------ Record extracts ------

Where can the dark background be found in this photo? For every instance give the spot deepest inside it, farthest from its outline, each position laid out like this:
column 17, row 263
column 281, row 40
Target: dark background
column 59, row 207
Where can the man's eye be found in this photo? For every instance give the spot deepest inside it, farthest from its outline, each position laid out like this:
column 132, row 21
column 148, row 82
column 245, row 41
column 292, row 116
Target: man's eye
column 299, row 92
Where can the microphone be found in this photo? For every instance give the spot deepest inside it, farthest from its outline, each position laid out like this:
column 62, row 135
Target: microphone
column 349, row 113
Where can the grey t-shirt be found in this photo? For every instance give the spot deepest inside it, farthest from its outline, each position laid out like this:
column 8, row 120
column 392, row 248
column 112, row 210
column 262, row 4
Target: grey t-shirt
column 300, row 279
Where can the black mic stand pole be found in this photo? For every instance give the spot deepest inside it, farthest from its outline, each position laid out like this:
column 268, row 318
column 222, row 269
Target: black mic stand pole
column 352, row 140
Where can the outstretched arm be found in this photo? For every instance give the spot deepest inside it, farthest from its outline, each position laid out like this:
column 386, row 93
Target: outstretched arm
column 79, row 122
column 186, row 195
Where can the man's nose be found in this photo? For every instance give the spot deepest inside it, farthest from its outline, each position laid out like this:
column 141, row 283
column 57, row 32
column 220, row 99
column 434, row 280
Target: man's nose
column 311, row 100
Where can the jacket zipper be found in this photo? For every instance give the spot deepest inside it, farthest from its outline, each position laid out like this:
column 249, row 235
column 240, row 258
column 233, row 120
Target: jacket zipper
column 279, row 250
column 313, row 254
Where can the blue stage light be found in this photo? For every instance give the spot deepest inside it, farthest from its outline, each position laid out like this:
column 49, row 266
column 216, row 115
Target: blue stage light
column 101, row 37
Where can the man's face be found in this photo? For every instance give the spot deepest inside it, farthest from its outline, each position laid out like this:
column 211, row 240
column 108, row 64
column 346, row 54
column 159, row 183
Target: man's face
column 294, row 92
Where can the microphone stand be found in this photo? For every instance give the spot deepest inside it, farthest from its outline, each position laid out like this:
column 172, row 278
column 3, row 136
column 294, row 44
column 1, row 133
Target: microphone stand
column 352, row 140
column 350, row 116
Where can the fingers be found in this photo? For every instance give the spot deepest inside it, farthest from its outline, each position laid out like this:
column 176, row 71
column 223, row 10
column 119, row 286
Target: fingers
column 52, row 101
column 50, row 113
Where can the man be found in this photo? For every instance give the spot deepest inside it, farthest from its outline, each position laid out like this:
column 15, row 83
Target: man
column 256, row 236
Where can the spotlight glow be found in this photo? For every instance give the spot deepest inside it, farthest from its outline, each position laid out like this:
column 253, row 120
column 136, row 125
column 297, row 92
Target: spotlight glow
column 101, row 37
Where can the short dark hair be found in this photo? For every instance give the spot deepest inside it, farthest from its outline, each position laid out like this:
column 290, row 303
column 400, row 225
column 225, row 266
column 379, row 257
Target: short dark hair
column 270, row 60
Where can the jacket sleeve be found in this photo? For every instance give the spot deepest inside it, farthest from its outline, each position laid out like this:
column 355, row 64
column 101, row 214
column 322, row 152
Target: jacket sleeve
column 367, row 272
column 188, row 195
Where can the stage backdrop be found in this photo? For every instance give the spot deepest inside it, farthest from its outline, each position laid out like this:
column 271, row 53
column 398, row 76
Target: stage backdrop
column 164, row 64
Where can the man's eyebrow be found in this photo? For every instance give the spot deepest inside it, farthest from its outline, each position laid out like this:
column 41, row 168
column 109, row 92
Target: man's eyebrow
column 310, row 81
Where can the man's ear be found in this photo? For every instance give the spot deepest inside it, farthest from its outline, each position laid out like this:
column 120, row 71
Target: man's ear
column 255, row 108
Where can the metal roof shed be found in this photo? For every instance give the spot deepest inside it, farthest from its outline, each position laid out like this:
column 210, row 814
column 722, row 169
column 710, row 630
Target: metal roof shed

------
------ Record extracts ------

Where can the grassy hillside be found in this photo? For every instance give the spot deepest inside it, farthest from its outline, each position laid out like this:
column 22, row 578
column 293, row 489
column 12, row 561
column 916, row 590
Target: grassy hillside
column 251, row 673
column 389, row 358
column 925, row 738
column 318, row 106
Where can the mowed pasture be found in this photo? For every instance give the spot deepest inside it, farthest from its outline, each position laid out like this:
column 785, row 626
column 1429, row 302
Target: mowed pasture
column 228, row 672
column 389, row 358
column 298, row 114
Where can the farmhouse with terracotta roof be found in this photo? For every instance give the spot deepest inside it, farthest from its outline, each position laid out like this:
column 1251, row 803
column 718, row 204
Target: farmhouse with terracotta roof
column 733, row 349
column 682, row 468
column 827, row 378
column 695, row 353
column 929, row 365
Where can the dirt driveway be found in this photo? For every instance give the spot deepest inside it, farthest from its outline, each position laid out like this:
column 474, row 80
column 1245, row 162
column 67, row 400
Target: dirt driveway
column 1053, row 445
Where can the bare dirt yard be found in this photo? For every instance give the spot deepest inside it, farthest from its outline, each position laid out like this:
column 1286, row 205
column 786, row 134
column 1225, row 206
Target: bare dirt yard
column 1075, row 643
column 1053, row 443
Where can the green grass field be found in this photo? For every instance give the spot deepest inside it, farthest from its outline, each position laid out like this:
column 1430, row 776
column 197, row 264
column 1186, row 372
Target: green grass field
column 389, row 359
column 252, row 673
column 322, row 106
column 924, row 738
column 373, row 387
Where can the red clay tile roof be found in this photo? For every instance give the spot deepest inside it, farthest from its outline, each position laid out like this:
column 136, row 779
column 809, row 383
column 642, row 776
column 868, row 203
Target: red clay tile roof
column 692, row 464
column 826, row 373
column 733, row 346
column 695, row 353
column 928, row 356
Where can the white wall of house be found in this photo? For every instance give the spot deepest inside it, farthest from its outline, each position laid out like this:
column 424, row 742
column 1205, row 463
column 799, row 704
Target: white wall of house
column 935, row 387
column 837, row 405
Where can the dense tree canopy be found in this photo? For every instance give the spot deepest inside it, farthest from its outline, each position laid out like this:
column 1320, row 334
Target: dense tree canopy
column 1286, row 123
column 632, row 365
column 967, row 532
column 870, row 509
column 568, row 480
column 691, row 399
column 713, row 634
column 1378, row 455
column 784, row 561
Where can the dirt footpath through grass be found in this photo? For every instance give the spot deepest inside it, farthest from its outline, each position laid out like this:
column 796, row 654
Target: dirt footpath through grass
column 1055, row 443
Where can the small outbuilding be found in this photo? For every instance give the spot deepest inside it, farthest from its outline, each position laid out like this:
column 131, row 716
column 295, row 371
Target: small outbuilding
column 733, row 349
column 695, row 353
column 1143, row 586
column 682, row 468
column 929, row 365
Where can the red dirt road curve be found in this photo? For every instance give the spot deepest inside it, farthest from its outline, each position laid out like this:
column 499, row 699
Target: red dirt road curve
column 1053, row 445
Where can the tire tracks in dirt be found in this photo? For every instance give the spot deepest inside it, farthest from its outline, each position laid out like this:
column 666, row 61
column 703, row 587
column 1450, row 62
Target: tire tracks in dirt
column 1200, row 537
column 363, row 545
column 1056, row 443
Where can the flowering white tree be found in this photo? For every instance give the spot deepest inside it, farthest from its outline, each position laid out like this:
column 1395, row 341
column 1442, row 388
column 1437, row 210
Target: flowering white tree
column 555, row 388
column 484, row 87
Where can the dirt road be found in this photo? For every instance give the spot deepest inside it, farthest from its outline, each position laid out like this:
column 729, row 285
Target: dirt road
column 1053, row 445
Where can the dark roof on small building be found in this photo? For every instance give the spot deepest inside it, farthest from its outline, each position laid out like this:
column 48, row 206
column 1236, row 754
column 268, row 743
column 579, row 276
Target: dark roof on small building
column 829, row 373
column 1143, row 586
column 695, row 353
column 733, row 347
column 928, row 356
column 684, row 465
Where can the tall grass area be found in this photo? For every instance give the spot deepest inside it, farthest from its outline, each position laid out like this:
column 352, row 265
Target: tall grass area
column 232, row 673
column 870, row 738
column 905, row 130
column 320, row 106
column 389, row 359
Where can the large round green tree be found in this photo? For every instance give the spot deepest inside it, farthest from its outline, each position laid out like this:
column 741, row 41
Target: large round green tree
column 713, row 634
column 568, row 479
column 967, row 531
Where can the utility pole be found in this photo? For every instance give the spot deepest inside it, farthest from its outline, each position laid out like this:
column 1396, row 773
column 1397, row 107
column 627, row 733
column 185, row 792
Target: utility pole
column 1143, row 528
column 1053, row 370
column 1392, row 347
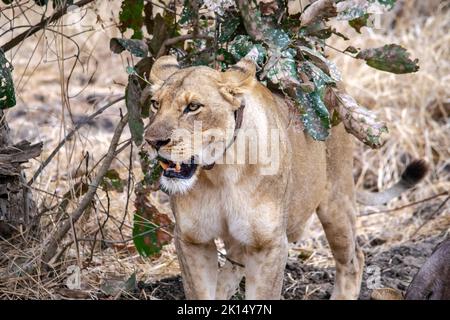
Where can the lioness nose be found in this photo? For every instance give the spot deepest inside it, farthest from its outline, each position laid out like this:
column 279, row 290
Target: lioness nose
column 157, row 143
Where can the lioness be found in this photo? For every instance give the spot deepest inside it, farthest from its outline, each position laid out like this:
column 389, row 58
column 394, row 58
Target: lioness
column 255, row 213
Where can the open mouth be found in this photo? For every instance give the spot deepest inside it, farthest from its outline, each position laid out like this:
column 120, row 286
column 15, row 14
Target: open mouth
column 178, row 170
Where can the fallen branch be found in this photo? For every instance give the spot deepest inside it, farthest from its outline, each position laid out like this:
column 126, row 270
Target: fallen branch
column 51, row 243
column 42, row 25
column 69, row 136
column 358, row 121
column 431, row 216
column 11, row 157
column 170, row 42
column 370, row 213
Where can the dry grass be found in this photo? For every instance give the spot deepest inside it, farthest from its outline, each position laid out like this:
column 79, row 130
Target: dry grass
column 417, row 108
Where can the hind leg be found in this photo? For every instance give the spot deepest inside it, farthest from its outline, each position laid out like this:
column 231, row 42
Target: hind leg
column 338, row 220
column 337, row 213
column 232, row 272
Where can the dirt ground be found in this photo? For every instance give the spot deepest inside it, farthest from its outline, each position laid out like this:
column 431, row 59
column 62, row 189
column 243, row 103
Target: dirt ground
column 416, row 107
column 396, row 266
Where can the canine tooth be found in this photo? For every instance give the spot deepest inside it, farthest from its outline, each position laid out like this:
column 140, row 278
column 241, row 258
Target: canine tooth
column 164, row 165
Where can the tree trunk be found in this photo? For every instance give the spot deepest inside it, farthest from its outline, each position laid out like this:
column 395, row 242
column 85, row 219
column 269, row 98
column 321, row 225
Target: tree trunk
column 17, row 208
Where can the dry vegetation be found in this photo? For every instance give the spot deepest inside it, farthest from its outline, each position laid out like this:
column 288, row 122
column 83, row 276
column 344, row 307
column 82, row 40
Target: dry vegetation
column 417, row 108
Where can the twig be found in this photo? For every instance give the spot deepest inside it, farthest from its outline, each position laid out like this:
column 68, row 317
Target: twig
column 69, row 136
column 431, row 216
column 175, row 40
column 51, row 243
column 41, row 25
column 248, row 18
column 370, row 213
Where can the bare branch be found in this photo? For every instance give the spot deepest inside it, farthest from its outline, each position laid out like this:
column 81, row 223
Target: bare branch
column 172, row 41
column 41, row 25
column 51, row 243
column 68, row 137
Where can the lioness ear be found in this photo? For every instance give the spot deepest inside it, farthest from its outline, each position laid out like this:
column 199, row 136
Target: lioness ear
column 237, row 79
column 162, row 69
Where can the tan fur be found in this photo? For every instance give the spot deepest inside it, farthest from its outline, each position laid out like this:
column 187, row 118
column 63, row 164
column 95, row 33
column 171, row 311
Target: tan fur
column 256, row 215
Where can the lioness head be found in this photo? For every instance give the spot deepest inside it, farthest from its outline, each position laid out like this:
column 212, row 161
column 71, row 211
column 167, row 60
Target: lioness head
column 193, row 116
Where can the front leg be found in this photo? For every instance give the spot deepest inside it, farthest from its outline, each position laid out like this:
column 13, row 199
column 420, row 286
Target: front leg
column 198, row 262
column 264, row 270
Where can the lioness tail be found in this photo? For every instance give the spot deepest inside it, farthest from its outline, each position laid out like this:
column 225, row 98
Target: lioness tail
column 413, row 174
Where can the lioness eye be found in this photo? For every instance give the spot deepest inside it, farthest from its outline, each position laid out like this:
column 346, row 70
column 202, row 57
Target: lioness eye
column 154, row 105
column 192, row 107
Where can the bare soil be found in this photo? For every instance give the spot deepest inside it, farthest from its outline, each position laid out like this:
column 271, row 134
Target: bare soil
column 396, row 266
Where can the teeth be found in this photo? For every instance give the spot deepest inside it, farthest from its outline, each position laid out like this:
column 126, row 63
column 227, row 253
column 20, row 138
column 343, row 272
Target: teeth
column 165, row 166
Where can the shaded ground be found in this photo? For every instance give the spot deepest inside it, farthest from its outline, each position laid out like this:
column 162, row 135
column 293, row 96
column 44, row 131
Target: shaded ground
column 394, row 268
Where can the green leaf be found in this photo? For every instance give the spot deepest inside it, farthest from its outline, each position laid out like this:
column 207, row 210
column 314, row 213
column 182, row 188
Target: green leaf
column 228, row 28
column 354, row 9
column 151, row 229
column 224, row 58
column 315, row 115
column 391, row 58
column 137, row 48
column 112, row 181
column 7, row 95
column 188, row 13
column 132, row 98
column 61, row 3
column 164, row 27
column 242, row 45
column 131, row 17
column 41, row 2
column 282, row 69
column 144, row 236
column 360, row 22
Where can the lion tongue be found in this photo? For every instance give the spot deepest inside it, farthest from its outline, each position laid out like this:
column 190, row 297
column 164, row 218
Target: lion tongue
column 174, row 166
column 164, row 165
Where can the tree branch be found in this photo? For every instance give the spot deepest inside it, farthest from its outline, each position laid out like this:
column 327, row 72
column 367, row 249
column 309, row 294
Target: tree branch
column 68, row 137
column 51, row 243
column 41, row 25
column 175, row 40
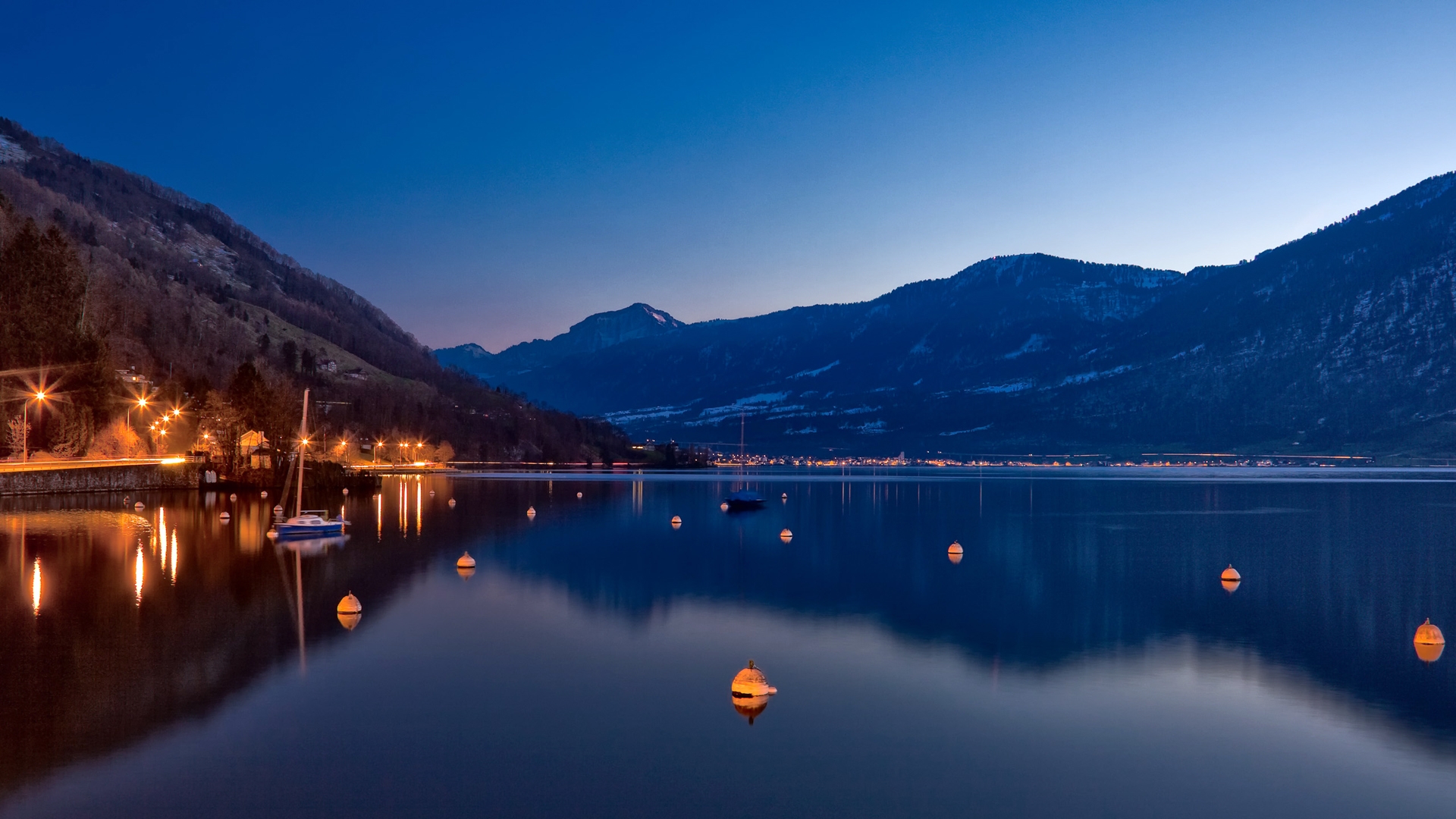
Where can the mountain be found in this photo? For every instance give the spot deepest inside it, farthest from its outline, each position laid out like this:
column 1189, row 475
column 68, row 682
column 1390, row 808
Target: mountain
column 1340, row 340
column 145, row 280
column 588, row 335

------
------ Record extracts ------

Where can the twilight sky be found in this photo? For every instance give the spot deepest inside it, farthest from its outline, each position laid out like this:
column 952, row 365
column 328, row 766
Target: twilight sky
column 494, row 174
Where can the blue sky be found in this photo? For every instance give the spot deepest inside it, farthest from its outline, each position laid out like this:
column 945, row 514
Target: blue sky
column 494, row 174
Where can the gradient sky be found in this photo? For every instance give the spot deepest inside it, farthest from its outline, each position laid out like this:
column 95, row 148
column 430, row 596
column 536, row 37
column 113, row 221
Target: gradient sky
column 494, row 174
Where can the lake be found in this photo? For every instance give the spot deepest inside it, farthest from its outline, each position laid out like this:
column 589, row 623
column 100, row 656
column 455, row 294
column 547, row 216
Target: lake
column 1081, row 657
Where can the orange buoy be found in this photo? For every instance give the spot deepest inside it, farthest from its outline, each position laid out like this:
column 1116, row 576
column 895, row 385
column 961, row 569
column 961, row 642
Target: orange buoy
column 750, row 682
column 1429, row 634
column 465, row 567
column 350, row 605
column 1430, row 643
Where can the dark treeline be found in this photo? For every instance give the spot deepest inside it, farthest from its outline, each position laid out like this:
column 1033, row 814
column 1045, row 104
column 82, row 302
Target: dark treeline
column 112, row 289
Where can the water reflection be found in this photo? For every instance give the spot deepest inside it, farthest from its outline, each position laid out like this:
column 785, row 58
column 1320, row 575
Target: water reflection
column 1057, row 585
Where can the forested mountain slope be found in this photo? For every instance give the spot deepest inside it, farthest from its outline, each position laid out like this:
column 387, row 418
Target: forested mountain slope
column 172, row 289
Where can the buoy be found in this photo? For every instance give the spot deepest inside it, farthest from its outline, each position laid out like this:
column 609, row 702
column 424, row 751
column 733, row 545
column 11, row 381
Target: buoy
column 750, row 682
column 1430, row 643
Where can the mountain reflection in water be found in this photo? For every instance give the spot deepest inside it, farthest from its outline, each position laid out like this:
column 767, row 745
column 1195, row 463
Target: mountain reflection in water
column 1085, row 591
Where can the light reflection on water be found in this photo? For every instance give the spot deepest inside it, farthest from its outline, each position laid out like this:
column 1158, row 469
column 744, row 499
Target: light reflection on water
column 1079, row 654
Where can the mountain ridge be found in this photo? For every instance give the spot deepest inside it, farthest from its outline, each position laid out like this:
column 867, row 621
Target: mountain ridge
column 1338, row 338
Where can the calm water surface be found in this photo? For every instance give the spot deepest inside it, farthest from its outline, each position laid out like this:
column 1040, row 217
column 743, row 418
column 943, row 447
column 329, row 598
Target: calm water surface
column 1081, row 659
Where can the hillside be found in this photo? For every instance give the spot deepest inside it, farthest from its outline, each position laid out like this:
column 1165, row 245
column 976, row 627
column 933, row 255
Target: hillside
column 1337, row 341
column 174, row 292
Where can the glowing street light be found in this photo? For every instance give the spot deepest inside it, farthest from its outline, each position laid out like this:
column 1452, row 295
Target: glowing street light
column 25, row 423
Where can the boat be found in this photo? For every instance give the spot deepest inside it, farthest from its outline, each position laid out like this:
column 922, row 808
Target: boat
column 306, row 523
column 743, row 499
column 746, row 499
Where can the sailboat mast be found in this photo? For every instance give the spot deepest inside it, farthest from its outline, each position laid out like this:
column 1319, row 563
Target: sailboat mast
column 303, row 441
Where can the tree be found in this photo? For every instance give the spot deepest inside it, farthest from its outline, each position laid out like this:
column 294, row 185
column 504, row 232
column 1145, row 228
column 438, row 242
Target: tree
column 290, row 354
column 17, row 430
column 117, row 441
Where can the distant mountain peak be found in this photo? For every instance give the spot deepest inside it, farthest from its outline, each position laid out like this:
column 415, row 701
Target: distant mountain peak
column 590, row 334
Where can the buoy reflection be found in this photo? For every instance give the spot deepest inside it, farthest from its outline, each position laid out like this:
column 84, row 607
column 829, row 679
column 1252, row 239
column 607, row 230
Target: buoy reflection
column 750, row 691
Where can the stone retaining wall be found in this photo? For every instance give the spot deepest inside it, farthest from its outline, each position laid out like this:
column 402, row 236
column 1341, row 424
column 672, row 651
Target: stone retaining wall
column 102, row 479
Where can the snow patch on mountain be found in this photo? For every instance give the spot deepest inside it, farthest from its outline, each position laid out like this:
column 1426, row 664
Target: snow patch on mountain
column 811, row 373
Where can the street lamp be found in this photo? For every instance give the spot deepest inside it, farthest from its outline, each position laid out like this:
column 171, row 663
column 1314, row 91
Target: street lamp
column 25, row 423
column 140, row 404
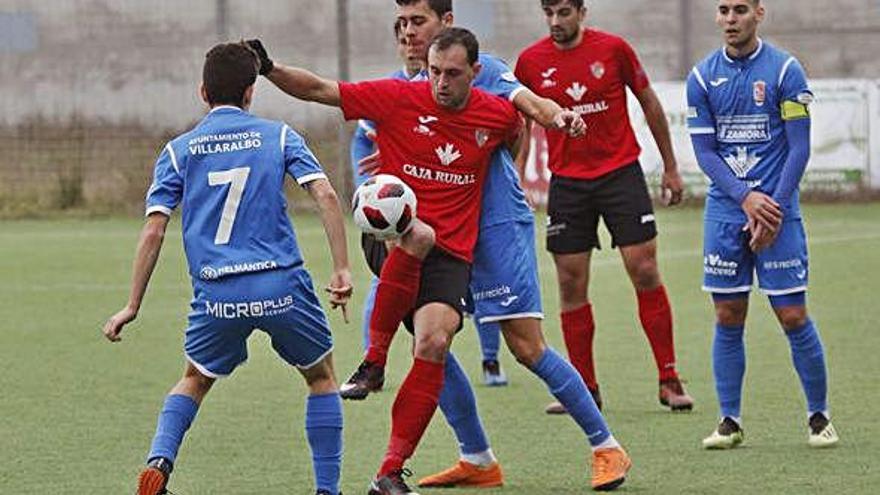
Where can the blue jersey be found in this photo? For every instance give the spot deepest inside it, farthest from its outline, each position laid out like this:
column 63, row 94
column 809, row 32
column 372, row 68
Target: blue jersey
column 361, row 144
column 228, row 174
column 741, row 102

------

Could you write out, exactly as they stand, only the lines above that begin at the line with "Target: small outbuilding" and stop after the line with "column 1450, row 62"?

■ Task result
Target: small outbuilding
column 733, row 349
column 695, row 353
column 1143, row 586
column 682, row 468
column 929, row 365
Where can the red dirt road curve be found in this photo? For every instance give the spot deepest inside it, farthest from its outline, each position laid out like this:
column 499, row 699
Target: red dirt road curve
column 1053, row 445
Where can the tire tracks in dirt be found in this photo? For every instance give the spot deepest inside it, farthest from its outline, each position laid out like this:
column 666, row 61
column 703, row 587
column 1450, row 62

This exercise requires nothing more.